# Looking to buy new wood smoker in San Fransico Bay Area



## stephenp (Apr 27, 2011)

I'm ready for a new smoker, but want to actually look at the real thing, not just an on-line picture.  Anyone know of a place selling these tings? Barbecues Galore only sells eggs now.


----------



## fife (Apr 27, 2011)

Try looking in the phone book for your area there may be some in there.


----------



## jdt (Apr 28, 2011)

there is a guy in Hollister making custom pits you might want to check out, search the bay area craigslilst to find him.


----------



## scarbelly (Apr 28, 2011)

Give these guys a shout

http://www.bbqsinc.com/grill/type--smoker-grill--smoker~g--fuel-type~s--item-retail--asc


----------



## SmokinAl (Apr 28, 2011)

**Data lines:**

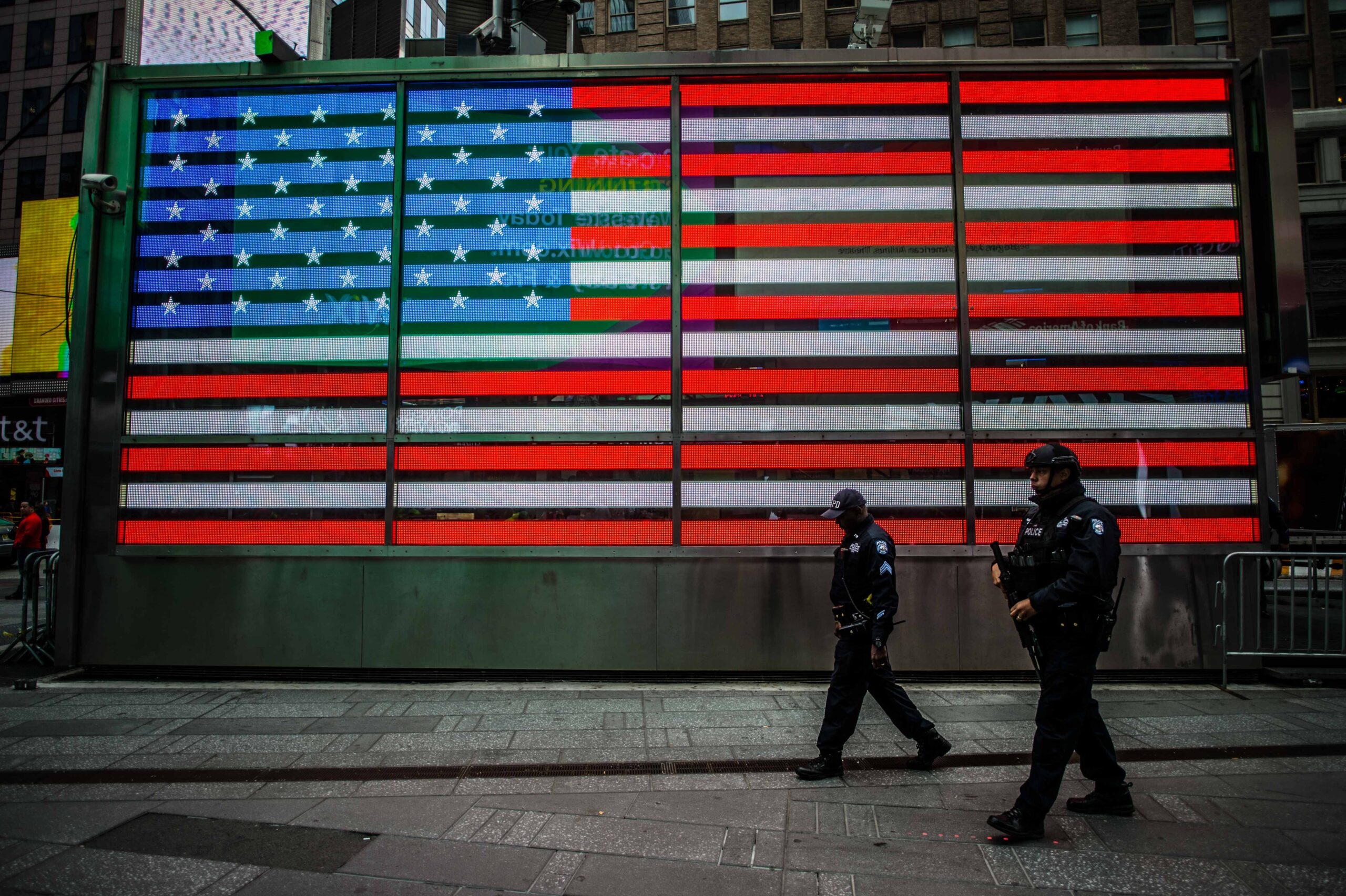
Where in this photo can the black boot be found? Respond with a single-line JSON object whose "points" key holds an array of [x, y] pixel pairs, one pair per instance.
{"points": [[1017, 825], [1104, 802], [929, 750], [825, 766]]}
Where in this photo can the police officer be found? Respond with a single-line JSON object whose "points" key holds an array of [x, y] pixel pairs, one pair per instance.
{"points": [[1064, 569], [864, 600]]}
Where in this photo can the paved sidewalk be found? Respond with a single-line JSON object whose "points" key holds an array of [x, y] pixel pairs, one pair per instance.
{"points": [[1237, 827]]}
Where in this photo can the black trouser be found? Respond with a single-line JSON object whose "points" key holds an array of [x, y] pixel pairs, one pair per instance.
{"points": [[1068, 717], [852, 676]]}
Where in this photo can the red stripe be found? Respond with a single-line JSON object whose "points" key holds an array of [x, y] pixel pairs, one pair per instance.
{"points": [[532, 532], [1127, 454], [808, 532], [1155, 532], [1100, 90], [578, 382], [1100, 232], [251, 532], [1112, 379], [815, 307], [819, 235], [259, 386], [813, 163], [821, 456], [535, 458], [835, 93], [719, 382], [1124, 304], [249, 458], [1090, 160]]}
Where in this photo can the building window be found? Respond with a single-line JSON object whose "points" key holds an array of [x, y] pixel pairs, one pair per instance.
{"points": [[681, 13], [33, 182], [83, 44], [1287, 18], [1030, 33], [621, 15], [35, 101], [1157, 26], [41, 44], [1302, 87], [959, 34], [1083, 30]]}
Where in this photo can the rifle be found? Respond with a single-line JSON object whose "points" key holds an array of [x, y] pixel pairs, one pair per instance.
{"points": [[1027, 637]]}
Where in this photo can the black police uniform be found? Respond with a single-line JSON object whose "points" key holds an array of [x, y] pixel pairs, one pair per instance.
{"points": [[1066, 557], [863, 588]]}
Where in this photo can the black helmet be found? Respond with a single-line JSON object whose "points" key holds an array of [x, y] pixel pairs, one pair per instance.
{"points": [[1053, 455]]}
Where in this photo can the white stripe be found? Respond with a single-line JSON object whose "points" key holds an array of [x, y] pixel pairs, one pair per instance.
{"points": [[816, 128], [812, 494], [816, 199], [573, 420], [1006, 493], [813, 271], [1231, 416], [1116, 268], [248, 422], [1104, 196], [1107, 342], [292, 495], [535, 494], [605, 201], [804, 343], [1189, 124], [820, 419], [222, 352], [492, 346]]}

**Short problem A:** According to the thread about buying a wood smoker, what does Barbecues Galore sell now?
**Short problem B:** Continue the forum thread about buying a wood smoker from the point where it ends.

**Exercise output A:** Only eggs.

**Exercise output B:**
The internet!


----------



## graywolf36 (Apr 28, 2011)

I am here near Sac,  Everybody, Lowes, Home Depot, Sam's Club are loaded with grills/smokers. Also the Green Leaf in Livermore (se them on line).


----------



## venture (Apr 29, 2011)

I'm not sure I would buy a smoker if I lived in the Bay Area?  Is it still legal to even eat meat up there?

Good luck and good smoking!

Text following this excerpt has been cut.